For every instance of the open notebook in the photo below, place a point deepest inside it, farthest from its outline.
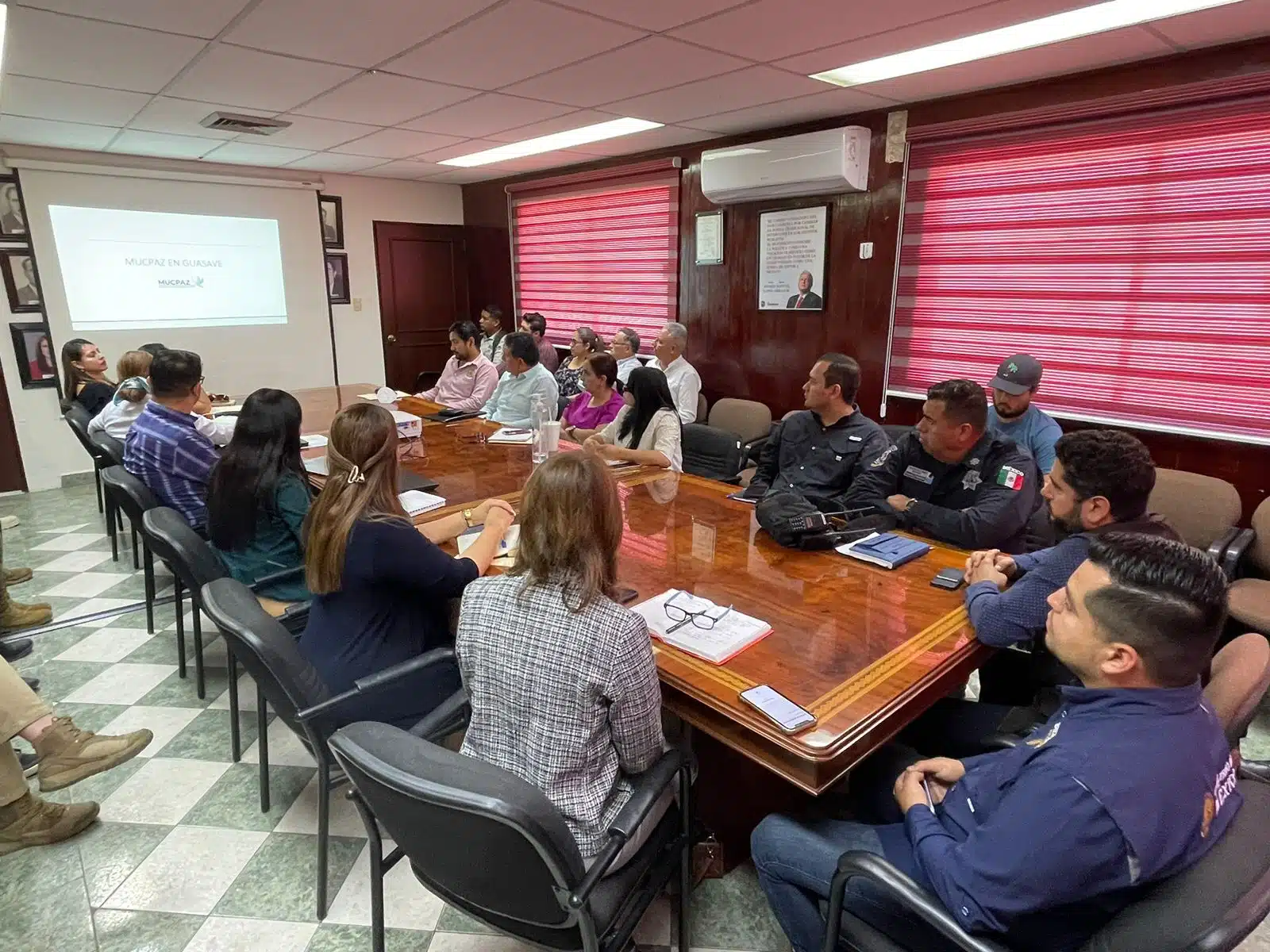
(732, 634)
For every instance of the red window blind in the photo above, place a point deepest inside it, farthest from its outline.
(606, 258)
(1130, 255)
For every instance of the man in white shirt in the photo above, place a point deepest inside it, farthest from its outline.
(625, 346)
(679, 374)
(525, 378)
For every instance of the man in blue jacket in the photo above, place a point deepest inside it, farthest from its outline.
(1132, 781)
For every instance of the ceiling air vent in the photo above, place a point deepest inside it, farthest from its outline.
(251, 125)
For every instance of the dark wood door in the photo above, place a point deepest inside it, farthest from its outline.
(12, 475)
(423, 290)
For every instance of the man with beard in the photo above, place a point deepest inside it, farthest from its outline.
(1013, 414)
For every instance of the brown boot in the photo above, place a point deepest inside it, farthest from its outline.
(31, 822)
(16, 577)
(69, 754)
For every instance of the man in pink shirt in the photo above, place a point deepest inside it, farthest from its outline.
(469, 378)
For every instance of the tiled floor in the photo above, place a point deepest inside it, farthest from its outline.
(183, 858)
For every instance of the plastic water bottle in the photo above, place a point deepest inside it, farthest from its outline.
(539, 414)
__________
WHAT IS EXPECTED
Copy out the listing above in full and keep the pictures out.

WRITTEN SOLUTION
For every instance of the open notebook in the photo below, place a point deepest inside it, farthest from its outline.
(732, 634)
For every instance of the red window blind in the photo above, place a point deepest inside it, farthest from its outline.
(606, 258)
(1130, 255)
For every instance of the man in white shirt in the photo above, place a point deepest inside it, farthest from its outline.
(625, 346)
(679, 374)
(525, 378)
For every instance of the man in blue jacket in the photo above, place a point deepest inside it, farthest from its outline.
(1132, 781)
For every instance of the ceiling air vent in the photo above, place a point deepest inside it, farthest from its outline.
(251, 125)
For every instance of the dark wood door in the photo above, place a point deepest inside it, farthest from its outline.
(12, 475)
(423, 290)
For every instance of the man with beard in the photo above, place a point deepest inside it, farthest from its outline.
(1013, 414)
For every instance of the brown boot in the photo above, place a point deepest inside it, farthest from its outline.
(31, 822)
(16, 577)
(69, 754)
For every instance of the man in pink shirt in the photo above, place a point deepest inside it, farthest from its outline.
(469, 378)
For every instance of the tiled floor in the photo above, place a point deepest inside it, farthest from its outline.
(183, 858)
For every instance of the plastic water bottle in the photo above, place a point deepest inside it, farthest from its outline.
(539, 414)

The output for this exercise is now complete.